** Task statement **
Please copy exactly the lines that begin with the one containing "Task — mark the red" and end with the last line of the entries.

─── Listed records ───

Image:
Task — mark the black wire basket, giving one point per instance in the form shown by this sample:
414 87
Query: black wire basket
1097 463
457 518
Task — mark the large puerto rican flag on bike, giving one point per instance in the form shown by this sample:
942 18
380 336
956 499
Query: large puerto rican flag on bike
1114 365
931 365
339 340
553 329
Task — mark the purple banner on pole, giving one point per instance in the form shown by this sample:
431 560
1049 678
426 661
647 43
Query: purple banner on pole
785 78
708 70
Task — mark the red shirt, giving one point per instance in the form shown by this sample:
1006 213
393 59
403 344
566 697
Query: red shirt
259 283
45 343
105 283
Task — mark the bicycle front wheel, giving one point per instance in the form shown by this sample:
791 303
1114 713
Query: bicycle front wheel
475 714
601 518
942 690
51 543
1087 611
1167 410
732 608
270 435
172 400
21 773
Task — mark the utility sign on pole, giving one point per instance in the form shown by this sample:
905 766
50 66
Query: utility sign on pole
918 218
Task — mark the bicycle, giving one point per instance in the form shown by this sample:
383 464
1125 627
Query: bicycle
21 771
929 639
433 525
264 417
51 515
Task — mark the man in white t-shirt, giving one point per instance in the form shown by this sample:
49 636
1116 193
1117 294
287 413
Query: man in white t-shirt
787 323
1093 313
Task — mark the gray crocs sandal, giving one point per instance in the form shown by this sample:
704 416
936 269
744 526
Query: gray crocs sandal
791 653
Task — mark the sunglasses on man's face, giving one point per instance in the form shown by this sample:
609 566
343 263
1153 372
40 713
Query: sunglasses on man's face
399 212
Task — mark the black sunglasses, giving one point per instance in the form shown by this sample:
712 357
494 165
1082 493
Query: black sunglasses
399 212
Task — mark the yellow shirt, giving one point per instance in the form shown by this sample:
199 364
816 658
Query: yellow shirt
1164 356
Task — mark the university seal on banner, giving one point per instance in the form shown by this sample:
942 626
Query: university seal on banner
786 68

───

** Written response **
Task — mark the red shirt, giving one point per instance in the form shown by this sample:
1006 213
393 59
403 344
566 697
Query: red shirt
259 283
45 343
105 283
Task — mark the bicycle front wheel, giving one point per instance in the form shown by this sample:
791 303
1114 713
Query: bicycle front wheel
475 714
601 518
942 690
51 543
1087 611
1167 410
732 608
270 435
172 400
21 773
Task — mark the utility sign on pole, giving one point per instance in the form shown by this sample:
905 766
50 66
Query: utility sign on pole
918 218
Task — mark the bicycle, giving one point per instance in the form shown by this sample:
383 464
1125 627
Query: bicycle
21 771
929 639
433 525
264 417
51 515
Task — mark the man in white t-shirt, giving one point per instance in the form shown by this sample:
49 636
1116 193
1117 294
287 413
Query: man in white t-shirt
787 323
1093 313
Task — mark the gray crocs sandal, giving one point per instance in the form shown by this sample:
704 416
936 269
744 526
Query: gray crocs sandal
791 653
Task — mark the sunglasses on man's face, giving one point per instance in the form shown by this sample:
609 566
343 263
1153 372
40 713
Query: sunglasses on man's face
399 212
Task — mark the black sunglasses, giving one point per instance in the form shown by this sample:
712 357
494 165
1082 493
Query: black sunglasses
399 212
Task — mark the yellow shirt, giving one point per instance in the form shown by this sample:
199 364
816 658
Query: yellow shirt
1164 356
Task — mark the university seal on banner, giving one point per instance in the form shown by this sample:
942 626
Query: university seal on banner
786 68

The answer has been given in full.